**WHAT TO DO**
Quote the listing below verbatim, leaving out the pictures.

**ITEMS**

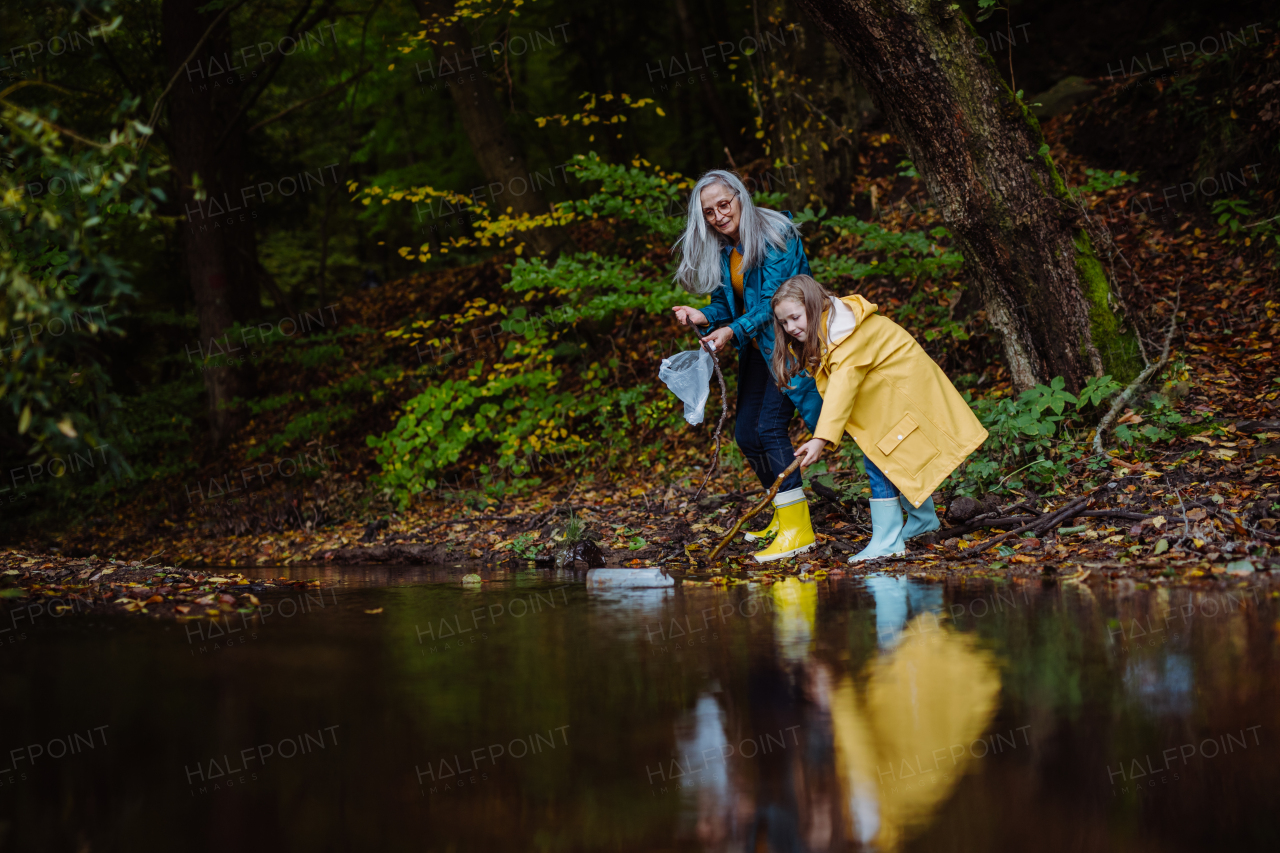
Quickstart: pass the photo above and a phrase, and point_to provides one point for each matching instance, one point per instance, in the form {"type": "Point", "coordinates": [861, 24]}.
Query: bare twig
{"type": "Point", "coordinates": [720, 425]}
{"type": "Point", "coordinates": [1043, 523]}
{"type": "Point", "coordinates": [1127, 395]}
{"type": "Point", "coordinates": [750, 514]}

**SOLUTION TO THIS EXERCISE**
Quickstart: pass the photo above and a phrase, and point_to provides one point for each matching instance, one point per instance, in the form {"type": "Point", "coordinates": [861, 24]}.
Query: bare twig
{"type": "Point", "coordinates": [720, 425]}
{"type": "Point", "coordinates": [1043, 523]}
{"type": "Point", "coordinates": [1127, 395]}
{"type": "Point", "coordinates": [750, 514]}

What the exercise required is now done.